▶ [WORK ORDER] Omit every picture. Return all other data as it stands.

▶ [RECORDS TO PROCESS]
= Beginning of Section =

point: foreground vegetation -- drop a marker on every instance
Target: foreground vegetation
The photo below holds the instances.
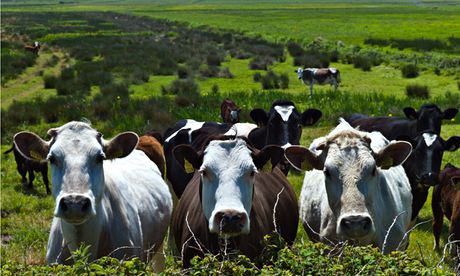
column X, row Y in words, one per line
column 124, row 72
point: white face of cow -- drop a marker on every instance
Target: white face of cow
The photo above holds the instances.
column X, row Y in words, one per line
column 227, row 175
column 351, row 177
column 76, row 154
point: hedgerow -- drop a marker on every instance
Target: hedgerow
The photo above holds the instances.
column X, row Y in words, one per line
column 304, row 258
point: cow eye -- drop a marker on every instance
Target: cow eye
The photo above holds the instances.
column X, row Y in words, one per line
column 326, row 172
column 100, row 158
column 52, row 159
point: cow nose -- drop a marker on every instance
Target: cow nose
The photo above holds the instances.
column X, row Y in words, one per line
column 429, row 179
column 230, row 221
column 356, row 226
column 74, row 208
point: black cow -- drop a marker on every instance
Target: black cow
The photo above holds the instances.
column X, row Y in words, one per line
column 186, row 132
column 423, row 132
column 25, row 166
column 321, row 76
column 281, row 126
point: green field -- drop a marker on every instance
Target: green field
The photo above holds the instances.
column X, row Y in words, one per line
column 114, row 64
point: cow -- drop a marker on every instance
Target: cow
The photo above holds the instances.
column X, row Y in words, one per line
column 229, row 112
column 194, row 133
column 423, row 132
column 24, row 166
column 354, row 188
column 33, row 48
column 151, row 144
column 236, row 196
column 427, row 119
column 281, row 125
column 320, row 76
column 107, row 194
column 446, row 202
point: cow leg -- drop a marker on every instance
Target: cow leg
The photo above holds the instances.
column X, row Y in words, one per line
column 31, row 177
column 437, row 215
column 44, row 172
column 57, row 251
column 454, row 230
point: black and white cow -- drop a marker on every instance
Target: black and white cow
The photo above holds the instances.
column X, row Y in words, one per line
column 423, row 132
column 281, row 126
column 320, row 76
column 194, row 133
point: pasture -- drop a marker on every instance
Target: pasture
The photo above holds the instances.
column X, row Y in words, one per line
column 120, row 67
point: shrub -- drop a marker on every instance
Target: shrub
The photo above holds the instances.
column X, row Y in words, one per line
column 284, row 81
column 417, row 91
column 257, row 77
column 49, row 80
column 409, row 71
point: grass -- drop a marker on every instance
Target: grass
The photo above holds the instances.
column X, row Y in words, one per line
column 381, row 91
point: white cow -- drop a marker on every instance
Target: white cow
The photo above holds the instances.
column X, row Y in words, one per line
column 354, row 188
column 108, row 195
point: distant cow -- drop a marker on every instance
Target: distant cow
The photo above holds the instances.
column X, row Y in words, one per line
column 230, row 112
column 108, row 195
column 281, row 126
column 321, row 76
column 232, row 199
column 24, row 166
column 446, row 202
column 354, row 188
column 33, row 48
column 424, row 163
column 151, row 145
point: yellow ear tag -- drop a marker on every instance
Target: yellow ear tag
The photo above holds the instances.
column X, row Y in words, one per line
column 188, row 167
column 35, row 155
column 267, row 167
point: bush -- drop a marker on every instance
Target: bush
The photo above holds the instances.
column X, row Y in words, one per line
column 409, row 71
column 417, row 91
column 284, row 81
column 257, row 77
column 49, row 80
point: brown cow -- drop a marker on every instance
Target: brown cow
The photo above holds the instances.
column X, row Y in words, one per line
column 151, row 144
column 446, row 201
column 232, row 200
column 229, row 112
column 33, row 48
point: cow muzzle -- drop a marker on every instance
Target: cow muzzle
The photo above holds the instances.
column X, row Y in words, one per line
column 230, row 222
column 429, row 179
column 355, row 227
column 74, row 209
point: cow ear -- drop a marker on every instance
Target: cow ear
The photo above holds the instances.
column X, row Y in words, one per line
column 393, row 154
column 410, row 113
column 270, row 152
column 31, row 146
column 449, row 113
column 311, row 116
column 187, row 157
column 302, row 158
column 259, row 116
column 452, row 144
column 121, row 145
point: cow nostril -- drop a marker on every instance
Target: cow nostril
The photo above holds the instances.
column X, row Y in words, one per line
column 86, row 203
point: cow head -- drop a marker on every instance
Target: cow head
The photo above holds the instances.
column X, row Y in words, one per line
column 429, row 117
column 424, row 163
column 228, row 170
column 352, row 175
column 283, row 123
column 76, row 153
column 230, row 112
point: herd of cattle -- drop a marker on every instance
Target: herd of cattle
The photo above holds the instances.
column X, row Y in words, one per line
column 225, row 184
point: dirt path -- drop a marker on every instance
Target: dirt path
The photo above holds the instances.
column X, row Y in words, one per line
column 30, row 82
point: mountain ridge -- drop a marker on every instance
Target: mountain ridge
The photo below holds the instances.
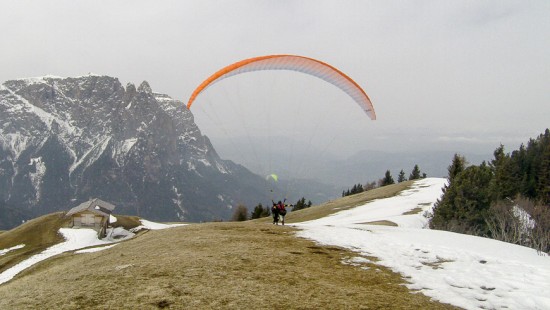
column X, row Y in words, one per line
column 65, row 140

= End of Section =

▶ [TASK RESPONSE]
point: foreground vegetation -- drop a marker on every instance
Target: foreground vegetation
The photo below holds the instances.
column X, row Y in words, one per line
column 124, row 72
point: white face of cow -- drop a marker on every instance
Target: white face of cow
The photo above holds the instances.
column X, row Y in words, one per line
column 227, row 175
column 351, row 177
column 76, row 154
point: hedgerow -- drop a marker on every instance
Target: hedgerow
The photo above holds the instances.
column X, row Y in words, one per line
column 304, row 258
point: cow eye -- drop a marker on every instance
Target: cow eye
The photo above holds the instances.
column X, row Y in words, one per line
column 326, row 172
column 100, row 158
column 52, row 159
point: cow nose -- drop a marker on every instance
Target: cow nose
The photo above holds the instances.
column X, row Y in words, one per line
column 429, row 179
column 230, row 221
column 356, row 226
column 74, row 208
point: black cow -- drop a marker on every instance
Target: black cow
The photo above holds the instances.
column X, row Y in words, one per line
column 186, row 132
column 423, row 132
column 25, row 166
column 321, row 76
column 281, row 126
point: green field -- drop a marker on every instance
Target: green field
The photo above holds the instances.
column X, row Y in words, one per line
column 114, row 64
point: cow -- drop a marker on every instance
Target: cow
The photo above holds the instances.
column X, row Y in words, one per line
column 229, row 112
column 194, row 133
column 423, row 132
column 24, row 166
column 354, row 188
column 33, row 48
column 151, row 144
column 236, row 196
column 427, row 119
column 281, row 125
column 320, row 76
column 107, row 194
column 446, row 202
point: cow leg -- drop a marker on every instance
Target: cow leg
The photo above holds the instances.
column X, row Y in words, one per line
column 31, row 177
column 437, row 215
column 44, row 172
column 57, row 251
column 454, row 230
point: black and white cow -- drop a marker on every instance
Target: black and white cow
The photo above holds the instances.
column X, row Y in words, one per line
column 423, row 132
column 281, row 126
column 320, row 76
column 194, row 133
point: pasture -- drop a marker on every instance
Target: pasture
The photo above holds the instances.
column X, row Y in words, one per line
column 120, row 67
point: shrub -- drop a marker on every instance
Target: shrub
The photo above holds the instances.
column X, row Y in words, one per line
column 284, row 81
column 417, row 91
column 257, row 77
column 49, row 80
column 409, row 71
point: grass -- drop a marker on every instance
Target: grass
The photo above holds the instances.
column X, row Y in words, one per line
column 381, row 91
point: white cow -- drop a marker on every instance
Target: white cow
The photo above holds the instances.
column X, row Y in words, one per line
column 354, row 188
column 108, row 195
point: distant cow -- drop a marker on every instance
Target: distant cow
The photo above holds the instances.
column X, row Y in words, one per line
column 230, row 112
column 108, row 195
column 281, row 126
column 321, row 76
column 232, row 199
column 24, row 166
column 446, row 202
column 354, row 188
column 33, row 48
column 424, row 163
column 151, row 145
point: yellow ear tag -- drop a marker on every instance
Target: yellow ear tag
The photo above holds the instances.
column X, row Y in words, one per line
column 188, row 167
column 35, row 155
column 267, row 167
point: bush -- drop a marker on every instance
Target: bush
The photo above holds the instances.
column X, row Y in words, one per line
column 409, row 71
column 417, row 91
column 284, row 81
column 257, row 77
column 49, row 80
point: brown cow -- drop a marker on every instance
Target: brown cow
The photo above holds the instances.
column X, row Y in words, one per line
column 151, row 144
column 446, row 201
column 232, row 200
column 229, row 112
column 33, row 48
point: cow muzzle -- drop a marker on every instance
Target: cow muzzle
The photo above holds the instances.
column X, row Y in words, one per line
column 230, row 222
column 429, row 179
column 355, row 227
column 74, row 209
point: cow ear -- drop a marker on every instance
Target: cow ear
The photo above holds the instances.
column X, row Y in words, one per line
column 393, row 154
column 410, row 113
column 270, row 152
column 31, row 146
column 449, row 113
column 311, row 116
column 187, row 157
column 302, row 158
column 259, row 116
column 452, row 144
column 121, row 145
point: cow nostril -- drop a marker on every instance
Target: cow nostril
The photo above holds the instances.
column X, row Y in words, one per line
column 86, row 203
point: cow head -- drop a marker on every instance
Target: cow head
The photo above holds the instances.
column X, row Y in words, one per line
column 429, row 117
column 424, row 163
column 228, row 170
column 352, row 175
column 283, row 123
column 76, row 153
column 230, row 112
point: herd of cattle -- drop a marker on every instance
Target: herd of cattle
The photo above holds the instances.
column X, row Y in words, one per line
column 225, row 184
point: dirt path -- drop a marker on every instance
Target: dirt path
The photo above holds the instances.
column X, row Y in words, one per line
column 30, row 82
point: mountain ridge -- drop a marker on every instance
Target: mountain ridge
The photo below holds the instances.
column X, row Y in words, one per line
column 65, row 140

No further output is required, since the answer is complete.